Source document
---*---
This 30-day experience costs $15. With it comes the chance to be published, a free copy of the Southeast Review‘s stellar literary journal, daily prompts, networking with other writers though various media, and, of course, production.

On a more personal note I’m participating out of fear. Staying in the US for six weeks will certainly prove a shift in my lifestyle. It’ll throw me into first gear. I could lollygag all day with my dad. I could drink wine until the wee hours. I could sleep until the late afternoon. I could cook and eat until I can’t fit into my jeans anymore. Perish the thought of what that would do to the progress gleaned from National Novel Writing Month (or NaNoWriMo to us writers). Instead my daily schedule will include efforts toward keeping up writing productivity, honing my craft, reading and networking with other writers, and selling the final results.

Here’s How It Works
STEP ONE Each day the SER sends participants a writing prompt.
Today’s was scars. Without hesitation I seized the opportunity to materialize an essay extant only in journal form thus far. This particular essay can help me heal from a certain travel experience. My desire to do this reminds me of two Joan Didion quotes:
“I write entirely to find out what I’m thinking, what I’m looking at, what I see and what it means. What I want and what I fear.”
---*---
Entries drawn from a collection:
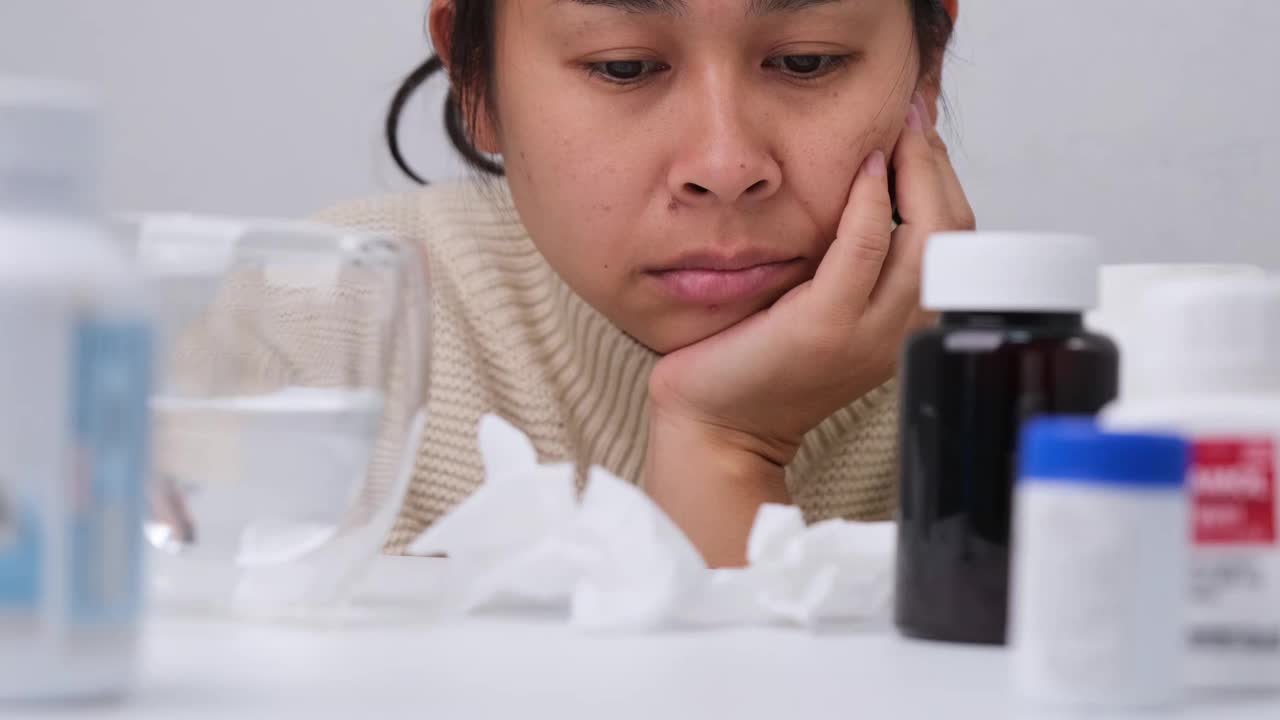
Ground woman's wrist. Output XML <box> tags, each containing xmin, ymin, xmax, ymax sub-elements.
<box><xmin>644</xmin><ymin>402</ymin><xmax>797</xmax><ymax>566</ymax></box>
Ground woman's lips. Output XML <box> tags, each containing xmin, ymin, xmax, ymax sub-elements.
<box><xmin>650</xmin><ymin>259</ymin><xmax>800</xmax><ymax>305</ymax></box>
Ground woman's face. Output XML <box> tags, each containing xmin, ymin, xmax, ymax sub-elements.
<box><xmin>492</xmin><ymin>0</ymin><xmax>920</xmax><ymax>352</ymax></box>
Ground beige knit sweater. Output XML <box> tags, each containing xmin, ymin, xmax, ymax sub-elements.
<box><xmin>197</xmin><ymin>182</ymin><xmax>896</xmax><ymax>552</ymax></box>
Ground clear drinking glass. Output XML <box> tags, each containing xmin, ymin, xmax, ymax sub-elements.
<box><xmin>113</xmin><ymin>217</ymin><xmax>430</xmax><ymax>618</ymax></box>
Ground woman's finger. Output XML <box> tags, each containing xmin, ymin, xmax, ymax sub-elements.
<box><xmin>813</xmin><ymin>144</ymin><xmax>893</xmax><ymax>319</ymax></box>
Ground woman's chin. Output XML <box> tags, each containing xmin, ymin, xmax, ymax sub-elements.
<box><xmin>628</xmin><ymin>307</ymin><xmax>759</xmax><ymax>355</ymax></box>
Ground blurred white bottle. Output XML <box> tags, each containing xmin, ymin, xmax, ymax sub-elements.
---*---
Problems to work on
**a.** Reproduce the passage of the writing-challenge post between "On a more personal" and "a writing prompt.", inclusive.
**b.** According to the writing-challenge post, what does the SER send participants each day?

The answers
**a.**
On a more personal note I’m participating out of fear. Staying in the US for six weeks will certainly prove a shift in my lifestyle. It’ll throw me into first gear. I could lollygag all day with my dad. I could drink wine until the wee hours. I could sleep until the late afternoon. I could cook and eat until I can’t fit into my jeans anymore. Perish the thought of what that would do to the progress gleaned from National Novel Writing Month (or NaNoWriMo to us writers). Instead my daily schedule will include efforts toward keeping up writing productivity, honing my craft, reading and networking with other writers, and selling the final results.

Here’s How It Works
STEP ONE Each day the SER sends participants a writing prompt.

**b.** A writing prompt.